__Passage to read__.
— Begin —
- Born: 2 April 1979 (age 47) Ankara, Turkey
- Occupation: Actress
- Years active: 2002–present
- Spouse: Cahit Tan Yeşilada ​(m. 2013)​
- Children: 2

= Aslı Tandoğan =

Turkish actress

Aslı Tandoğan (born 2 April 1979) is a Turkish actress and professional harpist. Tandoğan graduated from the Music department of the State Conservatory of Hacettepe University. First, she chose the violin at conservatory for a year, and then chose the harp. Conservatory education started since childhood and continued for 10 years. She later joined Antalya Symphony Orchestra. Her father and aunt are ballet dancers. Her mother is a painter.
— End —
__Data block__.
— Begin —
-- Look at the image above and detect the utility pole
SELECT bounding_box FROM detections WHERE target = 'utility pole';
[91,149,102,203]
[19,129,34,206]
— End —
__Complete the following__.
1 – Turn the paragraph in the Aslı Tandoğan biography that begins "Aslı Tandoğan (born 2 April 1979)" into a short bulleted list that keeps its main facts.
2 – From the Aslı Tandoğan biography, quote word for word the part that opens with the words containing "- Born: 2 April" and closes with "is a painter.".

__Task-by-task answers__.
1 –
- Born 2 April 1979; Turkish actress and professional harpist
- Graduated from the Music department of the State Conservatory of Hacettepe University
- Studied violin at the conservatory for a year, then switched to harp
- Conservatory education began in childhood and lasted 10 years
- Later joined Antalya Symphony Orchestra
- Father and aunt are ballet dancers; mother is a painter

2 –
- Born: 2 April 1979 (age 47) Ankara, Turkey
- Occupation: Actress
- Years active: 2002–present
- Spouse: Cahit Tan Yeşilada ​(m. 2013)​
- Children: 2

= Aslı Tandoğan =

Turkish actress

Aslı Tandoğan (born 2 April 1979) is a Turkish actress and professional harpist. Tandoğan graduated from the Music department of the State Conservatory of Hacettepe University. First, she chose the violin at conservatory for a year, and then chose the harp. Conservatory education started since childhood and continued for 10 years. She later joined Antalya Symphony Orchestra. Her father and aunt are ballet dancers. Her mother is a painter.